## PROBLEM REQUIREMENTS:
Write the next part of the passage on wastewater treatment for small settlements, beginning right after its final sentence.

## SELECTED TEXT:
[start]

Discharges of BOD, N and P under different scenarios, and the corresponding estimated costs

Fig. 6

Incremental reduction of discharges of total P and total N from small settlements, depending on the level of treatment enforced. The colour coding reflects increasingly demanding scenarios, and the grey sector indicates the share of baseline discharges that would remain under the most demanding scenario

3.3 Costs and Benefits of Treatment for Smaller Agglomerations

Using the cost model described in Section 2.2, we can estimate the total costs of the various scenarios. These are presented together with the discharges of N, P and BOD in Fig. 5. While the costs increase quite mildly under scenarios entailing secondary treatment only, tertiary treatment causes a much sharper rise as shown by the graphs. We can appraise the cost-effectiveness of the various scenarios by referring to a conventional benefit-to-cost ratio (B/C) by valuing the removal of 1 kg of BOD, N and P through a shadow price of € 0.05, € 20 and € 30 respectively, in line with UNEP, 2015. A conventional benefit is calculated for each scenario by multiplying the removed quantities of BOD, N and P (Figs. 5 and 6) by the respective shadow prices. The benefit value of each scenario is then divided by the corresponding cost shown in Fig. 5. The calculated B/C for all scenarios is shown in Table 3. While B/C for a scenario of secondary treatment for all agglomerations above 1000 PE exceeds 2, this ratio decreases with more demanding scenarios and comes close to 1, or even below 1 when more advanced treatment is required for the smallest agglomerations.

4 Discussion and Conclusions

Based on the model discussed in Section 2.1, we have identified 364,650 agglomerations below 2000 PE in the EU and the corresponding population of about 75 million people. This estimate is a factor 3 higher than a previous pan-European estimate by Vigiak et al. (2020), who estimated agglomerations not covered by the UWWTD to account for about 23 million people. Our estimates are rather in line with information recently collected and extrapolated from EU member states (Wood plc, pers. comm., 2022) as shown in Fig. 3. However, data on small agglomerations are not systematically collected and reported, limiting at present the accuracy of estimations within a factor of about 2. The GIS model used for the delineation of agglomerations is likely to overestimate the number and population of small agglomerations, because it identifies as small agglomerations any cluster of population meeting the continuity and separation criteria discussed in Section 2.1. In this way, we count as small agglomerations also many small clusters at borderline distance from larger agglomerations that in reality are likely to be connected to the wastewater treatment plant of the latter. For example, data for Austria (where all agglomerations above 50 PE can be assumed to always have a WWTP) indicate a number of 1040 agglomerations between 50 and 500 PE, 135 between 500 and 1000 PE and 120 between 1000 and 2000 PE (Lenz et al., 2021), much smaller than our estimates (5111, 667 and 447 agglomerations respectively). The population equivalents of agglomerations below 2000 PE is about 728,000 PE (Lenz et al., 2021), while we estimate about 1.4 million PE. At the same time, our estimate of the number of agglomerations below 50 PE is lower than the number reported by Langergraber et al. (2018) (4675 vs 6372 agglomerations), suggesting that the model is prone also to the error of identifying as a single agglomeration what can be in reality a cluster of separate, smaller agglomerations. However, in this case, the discrepancy seems less severe.

[end]

## DATA SEGMENT:
[start]

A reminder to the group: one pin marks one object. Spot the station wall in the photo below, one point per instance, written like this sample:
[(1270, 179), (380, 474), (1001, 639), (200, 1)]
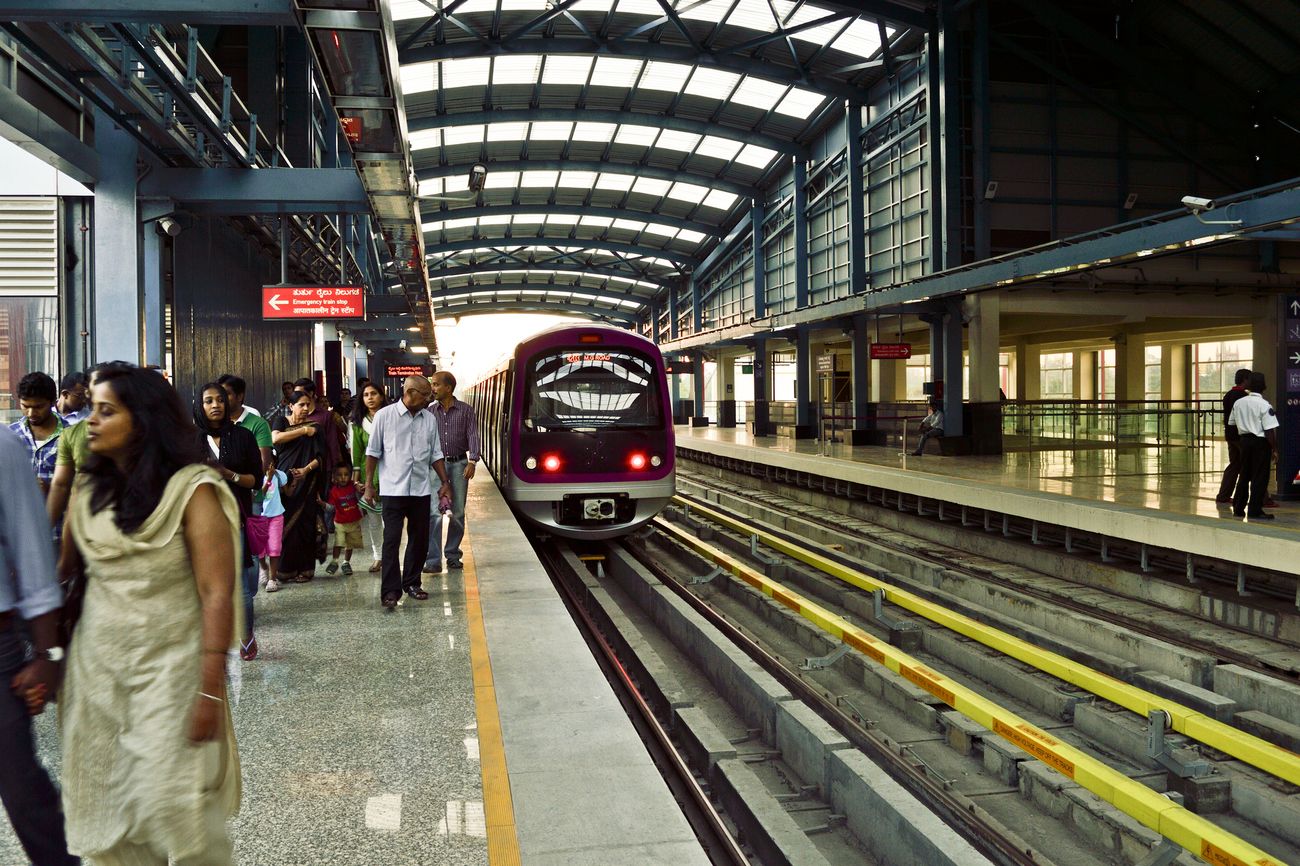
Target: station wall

[end]

## FINAL ANSWER:
In principle, the model could be refined through a better calibration with known and reported data on the number and served population of small agglomerations. However, it is unlikely that we can achieve better results unless we use statistics for the majority of countries. At the same time, if these were effectively available, the model itself would not be needed anyway.

In spite of these limitations, the model provides a means to estimate the consistency of small agglomerations in the EU in the absence of reported data. Based on our calculations, we can conclude that small agglomerations in the EU generate significant loads of BOD and nutrients, and may represent important pressures on water bodies.

The scope of the UWWTD covers agglomerations above 2000 PE, requiring secondary treatment unless they discharge in sensitive areas, in which case nutrient removal is also required. While various member states have already regulated smaller agglomerations, in many cases, quality standards correspond to primary treatment, if not even untreated wastewater. In principle, by enforcing an appropriate level of treatment, we could reduce pollution loads from small agglomerations to a significant extent.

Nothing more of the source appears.